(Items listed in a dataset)
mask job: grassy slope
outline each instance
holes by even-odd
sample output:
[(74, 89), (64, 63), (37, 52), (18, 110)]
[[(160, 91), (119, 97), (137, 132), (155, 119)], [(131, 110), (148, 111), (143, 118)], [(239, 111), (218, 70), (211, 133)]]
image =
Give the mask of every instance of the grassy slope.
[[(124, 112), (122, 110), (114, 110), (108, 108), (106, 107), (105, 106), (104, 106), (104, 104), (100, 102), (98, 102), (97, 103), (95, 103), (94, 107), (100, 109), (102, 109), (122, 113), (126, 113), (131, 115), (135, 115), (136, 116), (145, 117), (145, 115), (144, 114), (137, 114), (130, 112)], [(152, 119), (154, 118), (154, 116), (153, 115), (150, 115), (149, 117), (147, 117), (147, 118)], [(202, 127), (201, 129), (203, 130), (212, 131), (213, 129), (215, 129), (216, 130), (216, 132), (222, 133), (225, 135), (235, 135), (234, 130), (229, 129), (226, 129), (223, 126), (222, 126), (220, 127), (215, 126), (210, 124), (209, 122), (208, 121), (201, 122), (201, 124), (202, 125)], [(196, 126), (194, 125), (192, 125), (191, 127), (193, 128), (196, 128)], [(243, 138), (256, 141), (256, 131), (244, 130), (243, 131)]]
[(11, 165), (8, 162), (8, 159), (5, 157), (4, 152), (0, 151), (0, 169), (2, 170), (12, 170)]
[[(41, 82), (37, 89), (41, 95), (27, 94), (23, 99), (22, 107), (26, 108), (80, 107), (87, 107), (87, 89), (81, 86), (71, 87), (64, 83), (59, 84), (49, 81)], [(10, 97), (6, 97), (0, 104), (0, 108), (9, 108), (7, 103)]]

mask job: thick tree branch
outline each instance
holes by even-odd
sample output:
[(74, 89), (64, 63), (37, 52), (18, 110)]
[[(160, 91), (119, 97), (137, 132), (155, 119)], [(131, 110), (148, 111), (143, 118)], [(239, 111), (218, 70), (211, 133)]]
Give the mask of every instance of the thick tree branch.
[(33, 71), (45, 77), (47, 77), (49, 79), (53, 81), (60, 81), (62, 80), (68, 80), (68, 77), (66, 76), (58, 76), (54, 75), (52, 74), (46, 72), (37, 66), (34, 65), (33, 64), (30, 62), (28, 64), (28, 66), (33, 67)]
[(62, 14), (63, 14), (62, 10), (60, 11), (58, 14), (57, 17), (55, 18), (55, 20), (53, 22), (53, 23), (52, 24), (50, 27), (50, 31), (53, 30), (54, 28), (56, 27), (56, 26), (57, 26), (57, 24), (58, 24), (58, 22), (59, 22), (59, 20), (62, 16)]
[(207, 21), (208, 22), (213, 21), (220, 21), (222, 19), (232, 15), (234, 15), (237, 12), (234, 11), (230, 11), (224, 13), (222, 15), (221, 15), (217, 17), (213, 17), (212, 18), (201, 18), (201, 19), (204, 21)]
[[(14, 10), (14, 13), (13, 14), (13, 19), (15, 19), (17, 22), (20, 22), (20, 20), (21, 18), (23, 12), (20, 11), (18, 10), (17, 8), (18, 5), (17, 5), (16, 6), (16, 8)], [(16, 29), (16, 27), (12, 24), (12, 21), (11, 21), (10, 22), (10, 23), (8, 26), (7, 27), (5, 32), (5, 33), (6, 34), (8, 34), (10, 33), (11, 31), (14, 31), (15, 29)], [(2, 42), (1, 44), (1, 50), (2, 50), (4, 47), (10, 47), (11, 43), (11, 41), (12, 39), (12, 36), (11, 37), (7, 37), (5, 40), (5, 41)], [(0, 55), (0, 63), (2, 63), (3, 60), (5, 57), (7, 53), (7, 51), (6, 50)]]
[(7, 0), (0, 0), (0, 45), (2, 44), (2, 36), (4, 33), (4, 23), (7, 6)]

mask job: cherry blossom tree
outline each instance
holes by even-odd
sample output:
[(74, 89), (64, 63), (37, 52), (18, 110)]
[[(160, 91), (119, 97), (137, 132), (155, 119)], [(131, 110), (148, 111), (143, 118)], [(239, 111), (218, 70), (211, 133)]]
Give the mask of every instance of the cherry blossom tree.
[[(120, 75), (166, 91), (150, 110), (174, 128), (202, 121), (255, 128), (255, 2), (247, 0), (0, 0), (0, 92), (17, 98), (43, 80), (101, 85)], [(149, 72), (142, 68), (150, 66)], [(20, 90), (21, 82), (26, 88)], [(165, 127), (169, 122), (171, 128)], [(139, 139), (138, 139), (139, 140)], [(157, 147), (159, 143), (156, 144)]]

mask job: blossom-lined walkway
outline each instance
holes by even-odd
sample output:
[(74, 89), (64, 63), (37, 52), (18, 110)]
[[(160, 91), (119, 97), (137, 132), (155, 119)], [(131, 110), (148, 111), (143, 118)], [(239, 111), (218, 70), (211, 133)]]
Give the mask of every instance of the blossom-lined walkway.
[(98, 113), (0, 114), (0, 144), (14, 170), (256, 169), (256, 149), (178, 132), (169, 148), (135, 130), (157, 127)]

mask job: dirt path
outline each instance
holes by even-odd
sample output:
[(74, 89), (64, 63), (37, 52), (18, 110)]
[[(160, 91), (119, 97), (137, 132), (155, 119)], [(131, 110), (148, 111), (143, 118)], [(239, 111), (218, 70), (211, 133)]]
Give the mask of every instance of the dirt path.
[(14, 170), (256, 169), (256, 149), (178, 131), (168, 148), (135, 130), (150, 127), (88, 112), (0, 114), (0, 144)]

> _Aim of the exercise_
Can you express every one of the lines above as a JSON list of strings, with one string per line and blank lines omitted?

> _Solution for this exercise_
[
  "mask job: grassy slope",
  "outline each instance",
  "holes by even-odd",
  "sample output:",
  "[(74, 89), (64, 63), (37, 52), (18, 110)]",
  "[[(160, 91), (119, 97), (137, 132), (155, 119)], [(131, 110), (148, 111), (143, 118)], [(239, 111), (218, 70), (211, 133)]]",
  "image =",
  "Give the mask of every instance of the grassy slope.",
  "[[(124, 112), (122, 110), (114, 110), (108, 108), (106, 107), (105, 106), (104, 106), (104, 104), (100, 102), (98, 102), (97, 103), (95, 103), (94, 107), (100, 109), (102, 109), (122, 113), (126, 113), (131, 115), (135, 115), (136, 116), (145, 117), (145, 115), (144, 114), (137, 114), (130, 112)], [(152, 119), (154, 118), (154, 116), (153, 115), (150, 115), (149, 117), (147, 117), (147, 118)], [(202, 127), (201, 129), (203, 130), (212, 131), (213, 129), (215, 129), (216, 130), (216, 132), (222, 133), (225, 135), (235, 135), (234, 130), (229, 129), (226, 129), (223, 126), (222, 126), (220, 127), (215, 126), (210, 124), (209, 122), (208, 121), (201, 122), (201, 124), (202, 125)], [(196, 126), (194, 125), (192, 125), (191, 127), (193, 128), (196, 128)], [(243, 138), (256, 141), (256, 131), (244, 130), (243, 131)]]",
  "[(11, 165), (8, 162), (8, 159), (5, 157), (4, 152), (0, 151), (0, 169), (2, 170), (12, 170)]",
  "[[(41, 82), (37, 89), (41, 95), (27, 94), (23, 99), (22, 107), (26, 108), (80, 107), (87, 107), (87, 89), (81, 86), (71, 87), (64, 83), (59, 84), (49, 81)], [(10, 97), (6, 97), (0, 104), (0, 108), (9, 108), (7, 103)]]",
  "mask job: thick tree branch",
  "outline each instance",
  "holes by even-odd",
  "sample output:",
  "[(74, 89), (64, 63), (37, 52), (18, 110)]",
  "[[(160, 91), (119, 97), (137, 132), (155, 119)], [(131, 110), (148, 111), (143, 118)], [(239, 111), (218, 70), (211, 133)]]",
  "Give the mask of every instance of the thick tree branch.",
  "[(33, 71), (45, 77), (47, 77), (49, 79), (53, 81), (60, 81), (62, 80), (68, 80), (68, 77), (66, 76), (58, 76), (54, 75), (52, 74), (46, 72), (37, 66), (34, 65), (33, 64), (30, 62), (28, 64), (28, 66), (33, 67)]",
  "[(62, 14), (63, 14), (62, 10), (60, 11), (58, 14), (57, 17), (55, 18), (55, 20), (53, 22), (53, 23), (52, 24), (50, 27), (50, 31), (53, 30), (54, 28), (56, 27), (56, 26), (57, 26), (57, 24), (58, 24), (58, 22), (59, 22), (59, 20), (62, 16)]",
  "[(207, 21), (208, 22), (213, 21), (220, 21), (222, 19), (232, 15), (234, 15), (237, 12), (234, 11), (230, 11), (224, 13), (222, 15), (221, 15), (217, 17), (213, 17), (212, 18), (201, 18), (201, 19), (204, 21)]",
  "[[(14, 10), (14, 13), (13, 14), (13, 19), (15, 19), (17, 22), (20, 22), (20, 20), (21, 18), (23, 12), (20, 11), (18, 10), (17, 8), (18, 5), (17, 5), (16, 6), (16, 8)], [(16, 29), (16, 27), (12, 24), (12, 21), (11, 21), (10, 22), (10, 23), (8, 26), (7, 27), (5, 32), (5, 33), (6, 34), (8, 34), (10, 33), (11, 31), (14, 31), (15, 29)], [(2, 42), (1, 44), (1, 50), (2, 50), (4, 47), (10, 47), (11, 43), (11, 41), (12, 39), (12, 36), (11, 37), (7, 37), (5, 40), (5, 41)], [(0, 55), (0, 63), (2, 63), (3, 60), (5, 57), (7, 53), (7, 51), (6, 50)]]",
  "[(7, 0), (0, 0), (0, 45), (2, 44), (2, 36), (4, 33), (4, 23), (7, 6)]",
  "mask job: cherry blossom tree",
  "outline each instance",
  "holes by even-odd",
  "sample output:",
  "[(74, 89), (64, 63), (37, 52), (18, 110)]",
  "[[(160, 91), (119, 97), (137, 132), (155, 119)], [(131, 110), (148, 111), (143, 118)], [(239, 111), (218, 70), (211, 133)]]",
  "Give the mask of every instance of the cherry blossom tree.",
  "[[(120, 75), (166, 91), (150, 110), (174, 128), (202, 121), (255, 128), (255, 2), (247, 0), (0, 0), (0, 92), (17, 98), (43, 80), (101, 85)], [(149, 72), (142, 68), (150, 66)], [(20, 90), (21, 82), (26, 88)], [(165, 127), (169, 122), (171, 128)], [(139, 139), (138, 139), (139, 140)], [(157, 147), (159, 143), (156, 144)]]",
  "mask job: blossom-lined walkway",
  "outline each instance",
  "holes by even-odd",
  "sample output:",
  "[(74, 89), (64, 63), (37, 52), (18, 110)]",
  "[[(160, 91), (119, 97), (137, 132), (155, 119)], [(131, 110), (148, 111), (143, 118)], [(239, 111), (218, 70), (211, 133)]]",
  "Give the mask of every instance of the blossom-lined walkway.",
  "[(98, 113), (0, 114), (0, 144), (14, 170), (256, 169), (256, 149), (178, 132), (169, 148), (135, 130), (157, 127)]",
  "mask job: dirt path",
  "outline each instance",
  "holes by even-odd",
  "sample output:",
  "[(74, 89), (64, 63), (37, 52), (18, 110)]",
  "[[(160, 91), (119, 97), (137, 132), (155, 119)], [(131, 110), (148, 111), (143, 118)], [(239, 111), (218, 70), (211, 133)]]",
  "Give the mask of every instance of the dirt path.",
  "[(14, 170), (256, 169), (256, 149), (178, 131), (168, 148), (135, 130), (150, 127), (88, 112), (0, 114), (0, 144)]"
]